» SOURCE:

◆ ◆ ◆ ◆

It’s been a busy few weeks, what with the election and choosing a chief minister. And now with the hold-up at Heathrow it’ll be a wonder if Emile’s letter ever reaches his cousin...
Well, we had the election, us, and we’ve finally got a new States now. But you wouldn’t believe the fuss to get a new chief minister, Eugene.
There were 22 new deputies elected, so that’s nearly half the States, eh? But that didn’t stop some of the old ones trying to fix things before the new ones got sworn in, mon viaer.
Caw, there was more manoeuvring going on than when Jack tries to back his boat trailer into his yard, eh?
It was all because that advocate, the one who did the review of government, he got in as a deputy and said he wanted to be chief minister. But according to the rules he wasn’t eligible, him. There were two others standing, but they included the old chief minister, so would you believe, the old Constitution committee spoke to the law officers and quick put a billet together to change the rules? It was so quick some of the committee members weren’t even told there was a meeting, and there were a few saying it looked like a conspiracy, Eugene. After all, only three people attended, and one of them was leaving the States and another had seconded the advocate. I don’t know about a conspiracy, me, but when the law officers and a States committee move that fast you know there’s something going on, that’s for sure, eh?

◆ ◆ ◆ ◆

» GIVEN DATA:

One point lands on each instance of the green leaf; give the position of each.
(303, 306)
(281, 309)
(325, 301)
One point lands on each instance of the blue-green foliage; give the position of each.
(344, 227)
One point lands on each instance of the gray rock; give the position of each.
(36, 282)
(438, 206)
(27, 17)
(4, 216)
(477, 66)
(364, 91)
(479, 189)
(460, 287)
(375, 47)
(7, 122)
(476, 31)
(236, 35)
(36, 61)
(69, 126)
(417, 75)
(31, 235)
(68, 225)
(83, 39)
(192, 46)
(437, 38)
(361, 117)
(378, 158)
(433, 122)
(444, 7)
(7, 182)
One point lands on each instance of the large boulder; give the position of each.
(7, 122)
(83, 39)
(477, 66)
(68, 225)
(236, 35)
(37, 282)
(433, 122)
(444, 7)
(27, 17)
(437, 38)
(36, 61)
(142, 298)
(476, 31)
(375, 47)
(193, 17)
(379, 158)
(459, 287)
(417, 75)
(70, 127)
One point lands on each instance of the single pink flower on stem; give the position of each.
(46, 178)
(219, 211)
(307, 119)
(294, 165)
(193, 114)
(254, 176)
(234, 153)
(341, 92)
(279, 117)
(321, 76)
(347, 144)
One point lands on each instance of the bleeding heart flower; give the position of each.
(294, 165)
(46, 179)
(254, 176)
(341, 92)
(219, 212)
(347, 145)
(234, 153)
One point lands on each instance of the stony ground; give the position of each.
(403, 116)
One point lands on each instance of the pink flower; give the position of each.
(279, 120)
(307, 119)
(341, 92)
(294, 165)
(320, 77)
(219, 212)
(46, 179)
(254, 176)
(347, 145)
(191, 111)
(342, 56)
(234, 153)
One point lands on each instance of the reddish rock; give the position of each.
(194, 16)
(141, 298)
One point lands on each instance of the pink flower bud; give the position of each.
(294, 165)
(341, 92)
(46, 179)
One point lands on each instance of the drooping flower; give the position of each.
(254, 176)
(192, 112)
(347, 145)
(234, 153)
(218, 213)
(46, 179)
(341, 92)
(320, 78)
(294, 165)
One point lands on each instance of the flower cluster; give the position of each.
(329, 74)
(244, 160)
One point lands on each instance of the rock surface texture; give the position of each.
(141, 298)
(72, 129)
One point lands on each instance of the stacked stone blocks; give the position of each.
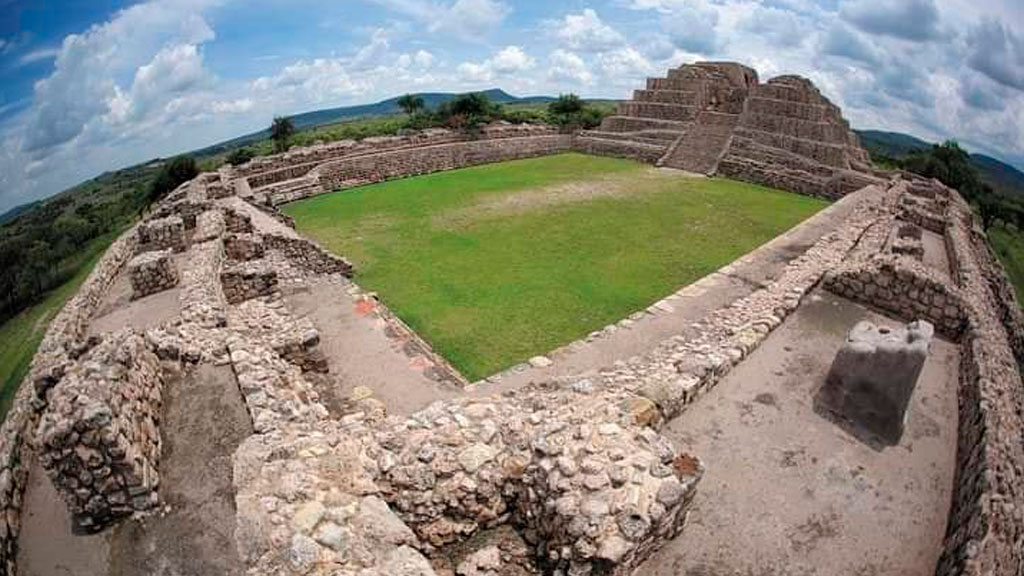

◆ ◆ ◆ ◆

» REQUIREMENTS:
1. Quote the letter about the States election word for word, between "Well, we had" and "in, mon viaer.", inclusive.
2. According to the letter about the States election, how many people attended the Constitution committee meeting that put the billet together?

» EXERCISE RESULTS:
1.
Well, we had the election, us, and we’ve finally got a new States now. But you wouldn’t believe the fuss to get a new chief minister, Eugene.
There were 22 new deputies elected, so that’s nearly half the States, eh? But that didn’t stop some of the old ones trying to fix things before the new ones got sworn in, mon viaer.

2. Three people attended.